Saved entries:

-=-=-=-=-

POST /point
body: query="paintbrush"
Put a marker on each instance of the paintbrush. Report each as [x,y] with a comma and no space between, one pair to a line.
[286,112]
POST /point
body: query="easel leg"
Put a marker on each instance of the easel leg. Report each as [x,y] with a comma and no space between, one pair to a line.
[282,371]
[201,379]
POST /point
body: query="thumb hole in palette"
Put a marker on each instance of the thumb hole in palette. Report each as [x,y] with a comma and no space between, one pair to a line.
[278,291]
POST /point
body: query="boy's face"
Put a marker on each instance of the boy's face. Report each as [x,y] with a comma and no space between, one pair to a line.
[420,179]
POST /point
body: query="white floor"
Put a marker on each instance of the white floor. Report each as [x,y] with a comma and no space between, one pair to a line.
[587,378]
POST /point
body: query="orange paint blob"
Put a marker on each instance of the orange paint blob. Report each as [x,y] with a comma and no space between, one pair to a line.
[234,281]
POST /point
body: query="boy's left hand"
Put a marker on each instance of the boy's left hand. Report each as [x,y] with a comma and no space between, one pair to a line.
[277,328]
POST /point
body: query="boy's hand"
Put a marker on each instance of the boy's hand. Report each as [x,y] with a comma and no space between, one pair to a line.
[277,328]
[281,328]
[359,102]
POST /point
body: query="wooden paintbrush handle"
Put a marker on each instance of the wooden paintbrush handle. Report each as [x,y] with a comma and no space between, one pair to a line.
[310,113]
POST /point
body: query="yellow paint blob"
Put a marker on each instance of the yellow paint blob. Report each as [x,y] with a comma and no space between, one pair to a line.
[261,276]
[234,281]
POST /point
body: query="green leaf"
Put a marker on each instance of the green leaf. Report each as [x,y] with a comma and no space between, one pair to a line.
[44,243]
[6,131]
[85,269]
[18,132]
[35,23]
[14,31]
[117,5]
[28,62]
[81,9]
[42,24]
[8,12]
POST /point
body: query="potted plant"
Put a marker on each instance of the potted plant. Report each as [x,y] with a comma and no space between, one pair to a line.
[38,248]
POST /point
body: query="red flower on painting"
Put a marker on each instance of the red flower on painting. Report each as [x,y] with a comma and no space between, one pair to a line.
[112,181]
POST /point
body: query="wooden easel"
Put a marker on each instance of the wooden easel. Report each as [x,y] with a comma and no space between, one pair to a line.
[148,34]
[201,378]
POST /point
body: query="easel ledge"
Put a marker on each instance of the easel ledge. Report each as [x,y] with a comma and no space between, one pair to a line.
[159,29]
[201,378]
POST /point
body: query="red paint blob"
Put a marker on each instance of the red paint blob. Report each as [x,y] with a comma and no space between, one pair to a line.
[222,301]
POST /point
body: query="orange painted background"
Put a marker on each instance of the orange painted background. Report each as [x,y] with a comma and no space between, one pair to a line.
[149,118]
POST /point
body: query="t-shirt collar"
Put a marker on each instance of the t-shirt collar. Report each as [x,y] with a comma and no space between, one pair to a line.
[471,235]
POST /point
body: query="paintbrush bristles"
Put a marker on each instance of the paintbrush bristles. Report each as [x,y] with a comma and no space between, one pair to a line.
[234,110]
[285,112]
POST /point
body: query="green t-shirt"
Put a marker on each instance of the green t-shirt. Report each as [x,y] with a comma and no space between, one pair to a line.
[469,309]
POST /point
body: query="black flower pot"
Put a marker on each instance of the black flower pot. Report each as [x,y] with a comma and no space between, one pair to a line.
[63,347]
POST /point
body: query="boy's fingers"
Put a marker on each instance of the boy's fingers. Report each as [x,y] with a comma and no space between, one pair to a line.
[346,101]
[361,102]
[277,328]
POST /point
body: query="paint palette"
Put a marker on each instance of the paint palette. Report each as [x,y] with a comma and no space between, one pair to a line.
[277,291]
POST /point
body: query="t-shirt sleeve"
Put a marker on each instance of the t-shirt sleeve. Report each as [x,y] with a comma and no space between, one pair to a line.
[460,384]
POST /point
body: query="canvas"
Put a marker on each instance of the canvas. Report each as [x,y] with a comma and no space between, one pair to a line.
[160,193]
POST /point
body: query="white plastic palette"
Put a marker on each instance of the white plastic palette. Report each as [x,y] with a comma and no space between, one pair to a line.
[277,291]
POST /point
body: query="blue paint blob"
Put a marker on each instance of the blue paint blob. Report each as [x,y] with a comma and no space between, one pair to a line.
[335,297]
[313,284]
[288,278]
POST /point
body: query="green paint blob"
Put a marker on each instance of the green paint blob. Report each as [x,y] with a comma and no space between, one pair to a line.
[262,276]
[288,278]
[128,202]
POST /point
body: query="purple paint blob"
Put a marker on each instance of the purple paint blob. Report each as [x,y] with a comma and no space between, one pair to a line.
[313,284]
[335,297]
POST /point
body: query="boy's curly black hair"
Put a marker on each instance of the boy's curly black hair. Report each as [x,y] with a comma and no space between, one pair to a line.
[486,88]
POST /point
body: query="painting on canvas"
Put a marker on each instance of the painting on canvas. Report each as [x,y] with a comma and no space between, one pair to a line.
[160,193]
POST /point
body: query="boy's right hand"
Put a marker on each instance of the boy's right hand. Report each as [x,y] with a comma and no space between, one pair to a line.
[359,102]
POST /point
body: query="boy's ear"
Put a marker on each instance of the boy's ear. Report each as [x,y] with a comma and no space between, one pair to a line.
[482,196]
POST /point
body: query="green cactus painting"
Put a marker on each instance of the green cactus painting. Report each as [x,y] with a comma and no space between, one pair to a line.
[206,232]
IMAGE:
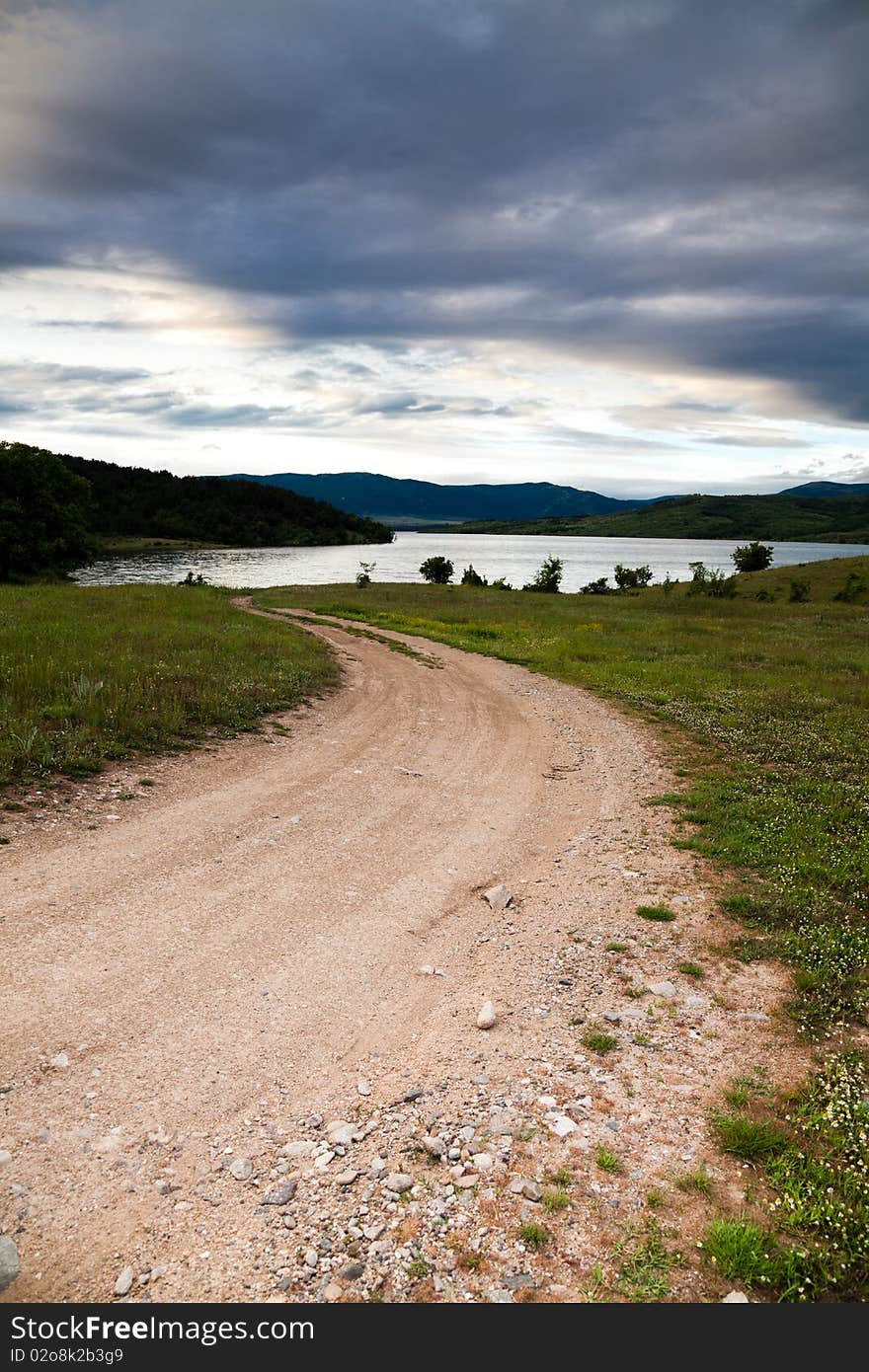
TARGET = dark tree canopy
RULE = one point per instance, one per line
(438, 570)
(752, 558)
(44, 513)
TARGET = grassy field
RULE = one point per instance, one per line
(765, 701)
(91, 672)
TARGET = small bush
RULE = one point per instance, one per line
(548, 577)
(632, 577)
(598, 1041)
(608, 1161)
(752, 558)
(436, 570)
(471, 576)
(662, 913)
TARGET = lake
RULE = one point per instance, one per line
(514, 556)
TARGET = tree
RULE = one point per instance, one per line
(548, 576)
(471, 576)
(438, 570)
(632, 577)
(752, 558)
(709, 580)
(44, 512)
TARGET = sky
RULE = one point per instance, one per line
(618, 245)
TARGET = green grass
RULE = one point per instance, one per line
(690, 969)
(646, 1263)
(695, 1182)
(598, 1041)
(555, 1200)
(661, 913)
(608, 1161)
(88, 674)
(747, 1138)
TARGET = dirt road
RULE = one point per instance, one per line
(193, 975)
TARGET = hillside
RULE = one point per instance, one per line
(132, 501)
(408, 502)
(787, 519)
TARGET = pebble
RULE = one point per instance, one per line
(499, 897)
(10, 1262)
(486, 1019)
(341, 1132)
(398, 1181)
(123, 1281)
(281, 1195)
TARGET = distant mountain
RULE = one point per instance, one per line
(407, 502)
(134, 501)
(828, 490)
(783, 517)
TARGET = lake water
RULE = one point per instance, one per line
(514, 556)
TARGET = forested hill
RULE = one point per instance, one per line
(784, 517)
(132, 501)
(405, 502)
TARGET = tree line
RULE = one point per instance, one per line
(55, 509)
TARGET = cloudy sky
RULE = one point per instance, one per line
(612, 243)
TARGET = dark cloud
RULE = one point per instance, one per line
(650, 182)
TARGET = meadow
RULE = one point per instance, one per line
(762, 701)
(88, 674)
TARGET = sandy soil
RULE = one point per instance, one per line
(194, 974)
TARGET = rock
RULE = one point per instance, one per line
(351, 1270)
(560, 1125)
(486, 1019)
(398, 1181)
(10, 1262)
(281, 1195)
(341, 1132)
(299, 1149)
(520, 1280)
(662, 988)
(123, 1281)
(499, 897)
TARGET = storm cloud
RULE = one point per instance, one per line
(653, 183)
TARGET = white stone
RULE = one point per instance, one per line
(499, 897)
(488, 1017)
(123, 1281)
(560, 1125)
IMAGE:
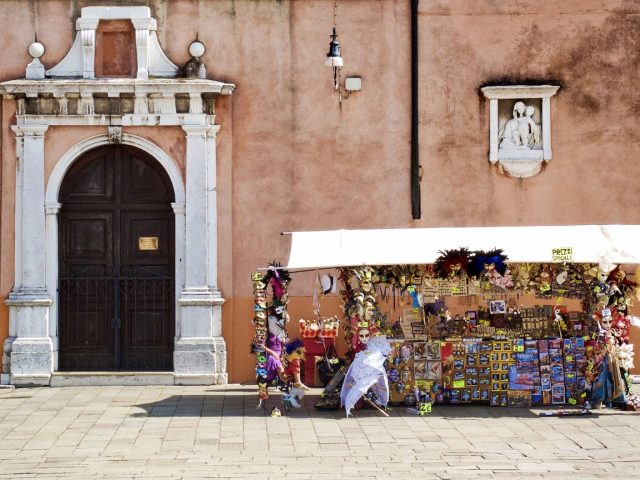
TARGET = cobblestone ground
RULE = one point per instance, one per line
(217, 432)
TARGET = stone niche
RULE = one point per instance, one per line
(520, 127)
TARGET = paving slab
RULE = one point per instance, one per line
(159, 432)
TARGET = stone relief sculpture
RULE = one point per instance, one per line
(520, 132)
(520, 141)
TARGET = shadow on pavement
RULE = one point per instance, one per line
(241, 403)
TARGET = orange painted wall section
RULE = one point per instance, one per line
(291, 158)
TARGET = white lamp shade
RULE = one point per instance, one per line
(333, 62)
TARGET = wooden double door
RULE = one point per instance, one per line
(116, 263)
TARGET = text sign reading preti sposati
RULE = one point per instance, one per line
(564, 254)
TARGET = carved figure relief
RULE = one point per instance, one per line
(521, 132)
(520, 128)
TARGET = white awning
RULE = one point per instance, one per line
(417, 246)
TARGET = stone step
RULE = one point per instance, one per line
(81, 379)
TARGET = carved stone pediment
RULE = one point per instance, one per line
(520, 127)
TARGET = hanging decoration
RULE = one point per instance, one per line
(270, 320)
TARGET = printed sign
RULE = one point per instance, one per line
(147, 243)
(424, 408)
(562, 254)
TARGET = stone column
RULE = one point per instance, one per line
(200, 351)
(52, 211)
(31, 357)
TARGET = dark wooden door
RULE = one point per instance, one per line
(116, 263)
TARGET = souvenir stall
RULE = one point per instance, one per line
(471, 324)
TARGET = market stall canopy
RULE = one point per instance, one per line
(416, 246)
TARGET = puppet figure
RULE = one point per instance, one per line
(295, 354)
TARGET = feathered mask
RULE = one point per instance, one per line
(481, 261)
(278, 278)
(452, 263)
(293, 345)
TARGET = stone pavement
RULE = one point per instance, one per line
(216, 432)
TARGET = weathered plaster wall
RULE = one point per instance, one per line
(291, 159)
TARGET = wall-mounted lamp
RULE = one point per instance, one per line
(335, 61)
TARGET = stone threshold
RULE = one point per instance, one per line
(76, 379)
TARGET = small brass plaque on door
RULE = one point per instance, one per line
(147, 243)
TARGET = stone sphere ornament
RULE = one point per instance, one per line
(36, 49)
(196, 49)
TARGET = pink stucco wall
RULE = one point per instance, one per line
(290, 158)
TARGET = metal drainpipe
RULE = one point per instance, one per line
(415, 154)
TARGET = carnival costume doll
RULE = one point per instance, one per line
(275, 343)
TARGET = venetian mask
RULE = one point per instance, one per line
(276, 328)
(605, 322)
(363, 335)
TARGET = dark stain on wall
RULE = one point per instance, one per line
(600, 70)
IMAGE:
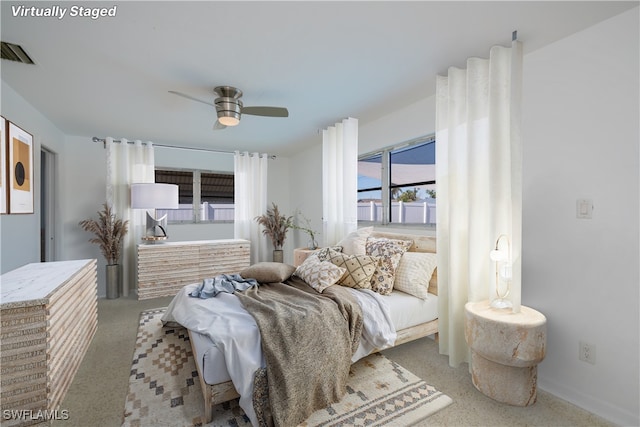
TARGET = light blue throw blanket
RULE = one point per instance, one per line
(228, 283)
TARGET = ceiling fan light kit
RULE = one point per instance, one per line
(229, 108)
(228, 105)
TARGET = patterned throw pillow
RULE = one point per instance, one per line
(354, 243)
(360, 268)
(414, 273)
(318, 274)
(323, 253)
(389, 251)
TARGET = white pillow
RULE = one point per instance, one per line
(354, 243)
(414, 273)
(319, 274)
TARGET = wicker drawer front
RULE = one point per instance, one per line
(164, 269)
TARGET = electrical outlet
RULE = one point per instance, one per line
(587, 352)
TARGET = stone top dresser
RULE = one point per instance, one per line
(48, 317)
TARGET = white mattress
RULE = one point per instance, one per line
(406, 311)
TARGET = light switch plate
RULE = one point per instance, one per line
(584, 208)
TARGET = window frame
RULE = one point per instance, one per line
(196, 176)
(387, 186)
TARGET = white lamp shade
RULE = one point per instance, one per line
(154, 196)
(498, 255)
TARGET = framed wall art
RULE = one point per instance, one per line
(20, 170)
(3, 166)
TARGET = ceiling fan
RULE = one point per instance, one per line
(229, 107)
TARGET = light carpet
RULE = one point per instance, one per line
(164, 389)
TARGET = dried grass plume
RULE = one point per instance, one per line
(275, 225)
(109, 231)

-=-=-=-=-

■ **ASSIGNMENT**: Whenever a line of the data above includes the word "light", copy that line.

■ **SOLUTION FOR THIS EXERCISE**:
TARGET = light blue throw blanket
TARGET = ceiling fan light kit
TARGET = light switch plate
TARGET = light carpet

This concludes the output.